§ How to complete this task: Select from the records below every line that has the word "pink" in it.

§ Study material:

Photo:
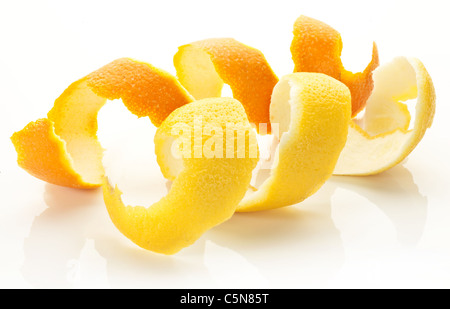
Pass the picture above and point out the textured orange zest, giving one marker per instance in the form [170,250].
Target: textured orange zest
[37,146]
[243,68]
[63,149]
[317,47]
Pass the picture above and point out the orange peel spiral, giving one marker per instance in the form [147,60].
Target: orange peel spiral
[63,148]
[317,47]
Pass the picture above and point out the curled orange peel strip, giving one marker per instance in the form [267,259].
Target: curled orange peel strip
[383,139]
[317,47]
[63,148]
[312,111]
[204,66]
[205,190]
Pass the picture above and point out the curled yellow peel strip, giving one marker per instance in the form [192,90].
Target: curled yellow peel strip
[317,47]
[206,188]
[384,139]
[204,66]
[63,148]
[313,111]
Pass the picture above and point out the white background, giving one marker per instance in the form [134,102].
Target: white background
[386,231]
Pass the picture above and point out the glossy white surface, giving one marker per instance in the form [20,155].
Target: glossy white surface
[386,231]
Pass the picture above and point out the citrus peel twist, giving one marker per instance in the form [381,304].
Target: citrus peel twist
[205,190]
[204,66]
[63,148]
[312,111]
[317,47]
[384,138]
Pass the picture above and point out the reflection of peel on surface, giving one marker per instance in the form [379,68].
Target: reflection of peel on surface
[313,111]
[366,154]
[204,193]
[63,149]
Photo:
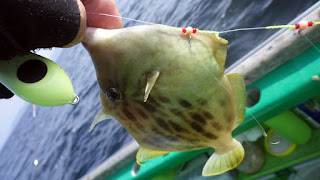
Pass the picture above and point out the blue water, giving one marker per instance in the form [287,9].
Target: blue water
[59,136]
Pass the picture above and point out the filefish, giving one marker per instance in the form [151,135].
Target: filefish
[169,91]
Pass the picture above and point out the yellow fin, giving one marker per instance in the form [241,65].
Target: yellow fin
[151,80]
[99,117]
[239,93]
[145,154]
[221,162]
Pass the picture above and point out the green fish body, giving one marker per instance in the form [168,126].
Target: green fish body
[169,91]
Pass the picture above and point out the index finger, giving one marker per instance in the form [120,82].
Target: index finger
[104,7]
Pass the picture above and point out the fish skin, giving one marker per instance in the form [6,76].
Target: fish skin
[191,105]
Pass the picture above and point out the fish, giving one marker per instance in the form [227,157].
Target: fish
[169,91]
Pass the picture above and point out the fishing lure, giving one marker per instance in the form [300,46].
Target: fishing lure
[50,86]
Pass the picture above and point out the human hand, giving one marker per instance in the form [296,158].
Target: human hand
[96,20]
[25,32]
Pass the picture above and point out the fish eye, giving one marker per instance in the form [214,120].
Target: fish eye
[114,94]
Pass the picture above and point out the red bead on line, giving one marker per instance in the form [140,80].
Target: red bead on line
[194,30]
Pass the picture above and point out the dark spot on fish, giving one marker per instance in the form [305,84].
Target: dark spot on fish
[211,136]
[155,130]
[216,125]
[156,142]
[185,103]
[128,114]
[153,101]
[177,113]
[163,99]
[139,126]
[202,102]
[222,102]
[208,115]
[198,118]
[196,127]
[148,106]
[142,114]
[162,123]
[228,116]
[177,127]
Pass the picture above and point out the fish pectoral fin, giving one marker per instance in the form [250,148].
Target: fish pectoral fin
[99,117]
[239,93]
[151,80]
[219,163]
[145,154]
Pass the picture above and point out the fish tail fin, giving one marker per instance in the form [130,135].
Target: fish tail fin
[220,162]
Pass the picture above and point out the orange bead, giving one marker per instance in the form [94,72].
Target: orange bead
[303,24]
[189,30]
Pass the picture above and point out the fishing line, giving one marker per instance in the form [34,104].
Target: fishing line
[35,162]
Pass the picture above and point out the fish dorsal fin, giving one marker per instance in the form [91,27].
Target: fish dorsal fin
[151,80]
[239,93]
[99,117]
[222,161]
[145,154]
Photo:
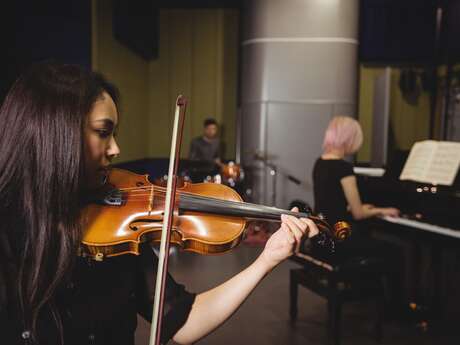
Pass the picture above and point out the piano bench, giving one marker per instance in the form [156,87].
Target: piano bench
[357,279]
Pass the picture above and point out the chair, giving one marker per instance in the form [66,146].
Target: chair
[357,279]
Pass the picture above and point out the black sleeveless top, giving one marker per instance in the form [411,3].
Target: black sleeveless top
[101,303]
[328,192]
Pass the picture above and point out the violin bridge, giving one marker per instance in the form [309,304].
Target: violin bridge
[151,200]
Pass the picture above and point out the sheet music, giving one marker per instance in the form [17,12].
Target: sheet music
[432,162]
[376,172]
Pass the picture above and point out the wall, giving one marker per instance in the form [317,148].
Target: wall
[409,120]
[198,55]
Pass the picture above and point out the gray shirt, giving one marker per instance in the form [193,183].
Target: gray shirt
[204,150]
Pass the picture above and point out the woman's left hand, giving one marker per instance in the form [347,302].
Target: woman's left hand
[286,240]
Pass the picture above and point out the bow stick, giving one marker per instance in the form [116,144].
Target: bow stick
[158,303]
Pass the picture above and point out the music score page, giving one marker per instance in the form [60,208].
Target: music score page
[434,162]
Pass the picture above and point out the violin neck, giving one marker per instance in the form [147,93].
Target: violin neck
[233,208]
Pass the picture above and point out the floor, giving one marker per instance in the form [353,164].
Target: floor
[264,319]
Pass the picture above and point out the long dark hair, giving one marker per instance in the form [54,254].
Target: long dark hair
[42,179]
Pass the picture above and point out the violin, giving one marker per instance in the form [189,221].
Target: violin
[208,218]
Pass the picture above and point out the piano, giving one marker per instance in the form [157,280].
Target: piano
[429,226]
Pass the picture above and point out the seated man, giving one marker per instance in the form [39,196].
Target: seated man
[205,152]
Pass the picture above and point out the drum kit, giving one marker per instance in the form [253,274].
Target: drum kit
[230,174]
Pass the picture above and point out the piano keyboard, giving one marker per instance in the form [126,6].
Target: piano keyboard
[423,226]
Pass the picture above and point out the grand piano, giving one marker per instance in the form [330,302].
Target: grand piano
[428,233]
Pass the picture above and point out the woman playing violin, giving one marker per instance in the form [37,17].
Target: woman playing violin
[57,139]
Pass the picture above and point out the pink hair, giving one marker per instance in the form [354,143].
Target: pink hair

§ Result for this exercise:
Pass the picture above and point out the pink hair, giving one marker per instance in the form [354,143].
Target: pink hair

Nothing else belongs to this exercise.